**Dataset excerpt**

++++

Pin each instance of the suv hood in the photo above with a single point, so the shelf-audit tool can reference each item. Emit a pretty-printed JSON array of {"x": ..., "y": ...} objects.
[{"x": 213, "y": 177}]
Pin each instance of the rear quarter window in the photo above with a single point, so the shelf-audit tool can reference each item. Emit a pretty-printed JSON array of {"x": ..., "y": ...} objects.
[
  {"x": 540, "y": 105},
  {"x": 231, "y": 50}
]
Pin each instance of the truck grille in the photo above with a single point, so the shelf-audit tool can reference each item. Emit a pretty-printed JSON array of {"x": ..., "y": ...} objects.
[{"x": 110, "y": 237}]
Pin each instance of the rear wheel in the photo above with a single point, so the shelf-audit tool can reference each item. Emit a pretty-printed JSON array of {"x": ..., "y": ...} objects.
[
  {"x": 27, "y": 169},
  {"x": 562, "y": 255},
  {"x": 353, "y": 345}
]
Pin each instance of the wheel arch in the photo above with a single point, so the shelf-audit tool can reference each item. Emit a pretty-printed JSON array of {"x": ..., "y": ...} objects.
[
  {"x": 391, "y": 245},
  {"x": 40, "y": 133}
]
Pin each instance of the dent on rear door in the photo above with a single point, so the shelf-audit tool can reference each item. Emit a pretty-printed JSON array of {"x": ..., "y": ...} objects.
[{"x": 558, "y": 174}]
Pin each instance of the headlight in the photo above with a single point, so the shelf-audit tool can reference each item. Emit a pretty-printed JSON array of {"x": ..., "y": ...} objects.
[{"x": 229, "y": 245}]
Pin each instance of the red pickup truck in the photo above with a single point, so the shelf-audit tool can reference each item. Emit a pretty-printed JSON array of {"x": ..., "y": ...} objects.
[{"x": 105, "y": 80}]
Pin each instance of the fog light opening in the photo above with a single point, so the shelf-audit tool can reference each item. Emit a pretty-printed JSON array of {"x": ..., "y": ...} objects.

++++

**Given task**
Quote all of the entries verbatim.

**Solved exercise**
Pin each instance of the suv hood in the photo above with a single point, so the shelf-audit tool can reference each item. Emit a pretty-printed JSON array of {"x": ..., "y": ...} objects.
[{"x": 213, "y": 177}]
Pin each instance of the rear quarter window in the photo above with a single point, so the shelf-audit tool can reference each item. Emit a pretty-printed JSON array of {"x": ..., "y": ...} objects.
[
  {"x": 540, "y": 105},
  {"x": 231, "y": 50}
]
Pin each instance of the truck grille in the photo above with a single point, so the shelf-audit tool can reference each item. Emit a pretty-printed JSON array of {"x": ..., "y": ...} objects.
[{"x": 110, "y": 237}]
Pin each instance of the rear wheel in the photo above with a single point, so the shelf-audit tool can reference each item. Emit a pretty-printed JSON array of {"x": ..., "y": ...} objects.
[
  {"x": 27, "y": 169},
  {"x": 562, "y": 255},
  {"x": 353, "y": 345}
]
Pin each instance of the wheel arch in the photo above with a single point, so the shelf-audit tool can reference each item. Emit a pretty-printed JSON array of {"x": ..., "y": ...} objects.
[
  {"x": 391, "y": 245},
  {"x": 40, "y": 133}
]
Pin each instance of the dent on rear door in the photo above with a single point, so the shelf-audit tool can reference each item. Emit a pretty-printed JSON array of {"x": ..., "y": ...} objects.
[{"x": 558, "y": 174}]
Pin each instance of the headlight in the photo above with a single point, so the shelf-audit tool can reference each item. Emit a pretty-printed JSON array of {"x": ..., "y": ...} objects.
[{"x": 229, "y": 245}]
Pin each instance of the red pickup truck in the photo above with a single point, so the shelf-audit tool can reference each item. Emit a pretty-printed JSON array of {"x": ..., "y": ...} objects.
[{"x": 105, "y": 80}]
Pin each instance of the fog light opening in the photo above with a single point, so the shelf-audit tool can reference each item. Emit a pretty-printed JSON array of {"x": ..., "y": ...} objects.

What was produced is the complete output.